»»

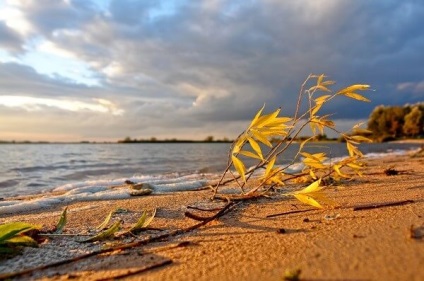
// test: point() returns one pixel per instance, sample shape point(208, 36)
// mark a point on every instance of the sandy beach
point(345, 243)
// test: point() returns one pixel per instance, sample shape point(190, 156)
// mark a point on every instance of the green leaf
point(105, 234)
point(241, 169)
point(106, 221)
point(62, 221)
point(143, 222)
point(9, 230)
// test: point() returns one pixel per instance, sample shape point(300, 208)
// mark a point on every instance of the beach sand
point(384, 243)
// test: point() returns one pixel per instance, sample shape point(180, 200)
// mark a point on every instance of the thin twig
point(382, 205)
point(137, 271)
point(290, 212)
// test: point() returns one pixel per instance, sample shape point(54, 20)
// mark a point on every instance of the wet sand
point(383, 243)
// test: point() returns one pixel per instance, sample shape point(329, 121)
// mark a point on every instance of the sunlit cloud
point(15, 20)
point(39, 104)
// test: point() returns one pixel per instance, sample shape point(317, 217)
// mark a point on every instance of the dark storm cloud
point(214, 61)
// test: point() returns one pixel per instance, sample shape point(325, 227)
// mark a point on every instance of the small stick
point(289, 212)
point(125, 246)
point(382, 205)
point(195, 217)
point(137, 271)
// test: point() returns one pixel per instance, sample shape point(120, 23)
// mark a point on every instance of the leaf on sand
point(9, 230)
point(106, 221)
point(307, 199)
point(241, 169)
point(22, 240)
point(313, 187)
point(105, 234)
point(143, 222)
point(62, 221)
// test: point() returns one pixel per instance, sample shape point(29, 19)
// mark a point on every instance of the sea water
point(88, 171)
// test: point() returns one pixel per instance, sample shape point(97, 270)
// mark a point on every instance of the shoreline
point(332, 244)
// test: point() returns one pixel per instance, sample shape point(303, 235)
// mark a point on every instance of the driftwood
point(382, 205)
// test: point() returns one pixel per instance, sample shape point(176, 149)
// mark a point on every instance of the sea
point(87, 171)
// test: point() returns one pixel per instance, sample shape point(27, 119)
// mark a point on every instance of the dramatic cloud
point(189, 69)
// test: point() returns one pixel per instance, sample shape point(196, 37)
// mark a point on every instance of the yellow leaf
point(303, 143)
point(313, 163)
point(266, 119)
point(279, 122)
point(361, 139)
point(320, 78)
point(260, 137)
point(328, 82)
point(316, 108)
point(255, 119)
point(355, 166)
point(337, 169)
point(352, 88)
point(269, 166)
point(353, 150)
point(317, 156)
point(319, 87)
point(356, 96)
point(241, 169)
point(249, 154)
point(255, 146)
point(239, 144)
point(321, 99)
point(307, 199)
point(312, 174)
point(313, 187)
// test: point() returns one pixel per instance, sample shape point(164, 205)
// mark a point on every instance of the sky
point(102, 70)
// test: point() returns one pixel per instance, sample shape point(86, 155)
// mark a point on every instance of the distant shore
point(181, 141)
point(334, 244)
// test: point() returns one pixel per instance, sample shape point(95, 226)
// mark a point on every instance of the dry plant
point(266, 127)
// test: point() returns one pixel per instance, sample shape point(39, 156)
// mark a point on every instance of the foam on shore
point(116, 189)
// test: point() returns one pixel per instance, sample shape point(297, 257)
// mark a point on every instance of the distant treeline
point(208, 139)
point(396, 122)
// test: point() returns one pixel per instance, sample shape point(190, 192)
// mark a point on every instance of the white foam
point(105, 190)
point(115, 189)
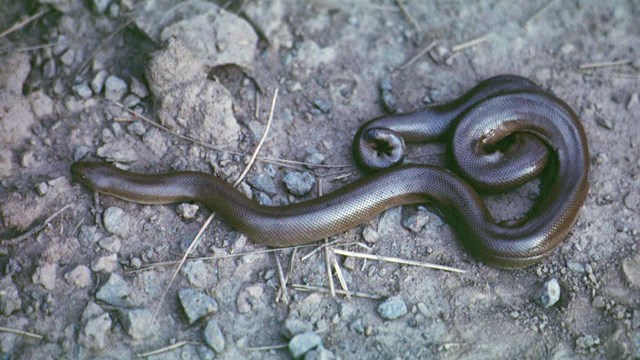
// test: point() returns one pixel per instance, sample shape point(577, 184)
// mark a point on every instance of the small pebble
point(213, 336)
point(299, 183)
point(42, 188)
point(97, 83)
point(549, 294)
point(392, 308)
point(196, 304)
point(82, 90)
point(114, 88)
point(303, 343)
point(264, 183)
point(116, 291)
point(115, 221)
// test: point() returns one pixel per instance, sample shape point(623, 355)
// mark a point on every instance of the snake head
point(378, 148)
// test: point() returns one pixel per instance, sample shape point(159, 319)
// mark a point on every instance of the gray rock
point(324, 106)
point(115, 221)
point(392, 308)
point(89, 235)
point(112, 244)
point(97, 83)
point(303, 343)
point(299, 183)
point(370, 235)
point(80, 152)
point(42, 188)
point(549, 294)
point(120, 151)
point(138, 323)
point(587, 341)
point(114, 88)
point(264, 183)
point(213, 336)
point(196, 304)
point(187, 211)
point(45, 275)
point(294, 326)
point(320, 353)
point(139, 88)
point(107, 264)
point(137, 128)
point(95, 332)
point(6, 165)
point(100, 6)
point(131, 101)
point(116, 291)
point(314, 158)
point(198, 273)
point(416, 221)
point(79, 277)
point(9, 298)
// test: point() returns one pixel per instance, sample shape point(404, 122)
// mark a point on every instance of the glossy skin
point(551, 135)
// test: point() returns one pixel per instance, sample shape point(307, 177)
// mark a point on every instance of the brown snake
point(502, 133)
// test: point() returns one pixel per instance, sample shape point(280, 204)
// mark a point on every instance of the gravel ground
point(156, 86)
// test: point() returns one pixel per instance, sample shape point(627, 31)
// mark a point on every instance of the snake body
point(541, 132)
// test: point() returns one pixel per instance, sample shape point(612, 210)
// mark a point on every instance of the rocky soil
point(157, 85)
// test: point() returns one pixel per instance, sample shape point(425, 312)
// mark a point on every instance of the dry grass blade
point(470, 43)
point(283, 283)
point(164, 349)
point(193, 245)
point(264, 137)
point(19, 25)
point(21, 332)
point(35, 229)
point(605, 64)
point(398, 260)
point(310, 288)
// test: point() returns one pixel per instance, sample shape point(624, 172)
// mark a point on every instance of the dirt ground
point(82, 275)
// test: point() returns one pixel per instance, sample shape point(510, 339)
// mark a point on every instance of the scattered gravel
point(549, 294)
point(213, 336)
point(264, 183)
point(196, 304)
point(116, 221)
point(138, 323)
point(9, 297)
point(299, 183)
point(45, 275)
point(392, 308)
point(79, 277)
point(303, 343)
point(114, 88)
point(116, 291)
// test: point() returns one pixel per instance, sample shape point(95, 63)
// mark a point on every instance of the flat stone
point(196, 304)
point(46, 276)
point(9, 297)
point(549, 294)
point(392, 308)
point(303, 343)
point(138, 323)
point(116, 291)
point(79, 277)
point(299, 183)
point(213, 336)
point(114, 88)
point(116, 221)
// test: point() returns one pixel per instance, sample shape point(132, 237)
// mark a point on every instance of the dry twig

««

• **What is required**
Copy every row above word for word, leaving out the pictures.

• **Task answer**
// test: point() returns one pixel per instance, sample shape point(208, 36)
// mark a point on every instance of the sandy beach
point(345, 243)
// test: point() returns one pixel per instance, sample shape point(190, 156)
// mark a point on every instance of the green leaf
point(105, 234)
point(241, 169)
point(106, 221)
point(62, 221)
point(143, 222)
point(9, 230)
// test: point() returns one pixel per instance, sample shape point(300, 208)
// mark a point on every instance of the beach sand
point(384, 243)
// test: point() returns one pixel per instance, sample shape point(180, 200)
// mark a point on every instance of the thin twig
point(382, 205)
point(137, 271)
point(290, 212)
// test: point() returns one pixel per instance, sample shape point(54, 20)
// mark a point on every instance of the wet sand
point(383, 243)
// test: point() returns one pixel per instance, sample shape point(329, 121)
// mark a point on every instance of the sunlit cloud
point(15, 20)
point(39, 104)
// test: point() returns one pixel per instance, sample shape point(317, 217)
// mark a point on every instance of the dark storm cloud
point(214, 61)
// test: point() returns one pixel per instance, sample shape point(325, 227)
// mark a point on every instance of the small stick
point(289, 212)
point(125, 246)
point(382, 205)
point(195, 217)
point(137, 271)
// test: point() returns one pixel per instance, sample shape point(120, 23)
// mark a point on every instance of the leaf on sand
point(9, 230)
point(106, 221)
point(307, 199)
point(241, 169)
point(22, 240)
point(313, 187)
point(105, 234)
point(143, 222)
point(62, 221)
// test: point() returns one pixel per instance, sample shape point(29, 19)
// mark a point on every instance of the sea water
point(88, 171)
// test: point() returns one pixel per instance, sample shape point(97, 270)
// mark a point on every instance of the shoreline
point(332, 244)
// test: point() returns one pixel per instance, sample shape point(303, 235)
// mark a point on every instance of the driftwood
point(382, 205)
// test: point() returns one pixel per instance, sample shape point(176, 149)
// mark a point on every instance of the sea
point(87, 171)
// test: point() returns one pixel per instance, sample shape point(27, 119)
// mark a point on every instance of the dramatic cloud
point(189, 69)
// test: point() returns one pixel per instance, sample shape point(196, 37)
// mark a point on every instance of the yellow leaf
point(303, 143)
point(313, 163)
point(266, 119)
point(279, 122)
point(361, 139)
point(320, 78)
point(260, 137)
point(328, 82)
point(316, 108)
point(255, 119)
point(355, 166)
point(337, 169)
point(352, 88)
point(269, 166)
point(353, 150)
point(317, 156)
point(319, 87)
point(356, 96)
point(241, 169)
point(249, 154)
point(255, 146)
point(239, 144)
point(321, 99)
point(307, 199)
point(312, 174)
point(313, 187)
// test: point() returns one pixel per instance, sample shape point(164, 205)
// mark a point on every instance of the sky
point(102, 70)
// test: point() returns one pixel per instance, sample shape point(86, 155)
// mark a point on every instance of the distant shore
point(181, 141)
point(334, 244)
// test: point() returns one pixel per instance, sample shape point(95, 226)
// mark a point on every instance of the dry plant
point(266, 127)
// test: point() returns one pixel per instance, sample shape point(39, 156)
// mark a point on every instance of the foam on shore
point(116, 189)
// test: point() returns one pixel per instance, sample shape point(297, 257)
// mark a point on every instance of the distant treeline
point(208, 139)
point(396, 122)
// test: point() returns one pixel per instance, sample shape point(190, 192)
// mark a point on every instance of the white foam
point(105, 190)
point(115, 189)
// test: point() returns one pixel per instance, sample shape point(577, 184)
// mark a point on every instance of the small pebble
point(213, 336)
point(299, 183)
point(42, 188)
point(97, 83)
point(549, 294)
point(392, 308)
point(196, 304)
point(82, 90)
point(114, 88)
point(303, 343)
point(264, 183)
point(116, 291)
point(115, 221)
// test: point() returns one pixel per instance, sample shape point(623, 355)
// mark a point on every instance of the snake head
point(378, 148)
// test: point() returns one pixel per instance, sample shape point(159, 319)
// mark a point on every instance of the gray rock
point(324, 106)
point(115, 221)
point(392, 308)
point(89, 235)
point(112, 244)
point(97, 83)
point(303, 343)
point(299, 183)
point(370, 235)
point(80, 152)
point(42, 188)
point(549, 294)
point(120, 151)
point(138, 323)
point(587, 341)
point(114, 88)
point(264, 183)
point(213, 336)
point(196, 304)
point(187, 211)
point(45, 275)
point(294, 326)
point(320, 353)
point(139, 88)
point(107, 264)
point(137, 128)
point(95, 332)
point(6, 165)
point(100, 6)
point(131, 101)
point(116, 291)
point(314, 158)
point(198, 273)
point(416, 221)
point(79, 277)
point(9, 298)
// test: point() returns one pixel per instance, sample shape point(404, 122)
// mark a point on every instance of the glossy skin
point(551, 135)
// test: point() returns one pixel per instance, sample shape point(307, 177)
// mark a point on every instance of the brown snake
point(502, 133)
// test: point() returns one pixel per instance, sample shape point(280, 204)
// mark a point on every instance of the gravel ground
point(156, 86)
// test: point() returns one pixel per instance, sample shape point(627, 31)
// mark a point on every instance of the snake body
point(541, 132)
// test: point() returns one pixel per instance, sample shape point(612, 210)
// mark a point on every instance of the rocky soil
point(157, 85)
// test: point() returns one pixel per instance, sample shape point(425, 312)
// mark a point on every instance of the dry grass blade
point(470, 43)
point(283, 283)
point(164, 349)
point(193, 245)
point(264, 137)
point(19, 25)
point(21, 332)
point(35, 229)
point(605, 64)
point(398, 260)
point(310, 288)
// test: point() returns one pixel per instance, sample shape point(624, 172)
// mark a point on every instance of the dirt ground
point(82, 275)
// test: point() returns one pixel per instance, sample shape point(510, 339)
// mark a point on every instance of the scattered gravel
point(549, 294)
point(213, 336)
point(264, 183)
point(196, 304)
point(116, 221)
point(138, 323)
point(9, 297)
point(299, 183)
point(45, 275)
point(392, 308)
point(79, 277)
point(303, 343)
point(114, 88)
point(116, 291)
// test: point() returns one pixel per instance, sample shape point(95, 63)
// mark a point on every instance of the flat stone
point(196, 304)
point(46, 276)
point(9, 297)
point(549, 294)
point(392, 308)
point(303, 343)
point(138, 323)
point(116, 291)
point(79, 277)
point(299, 183)
point(213, 336)
point(114, 88)
point(116, 221)
// test: point() returns one pixel per instance, sample shape point(132, 237)
// mark a point on every instance of the dry twig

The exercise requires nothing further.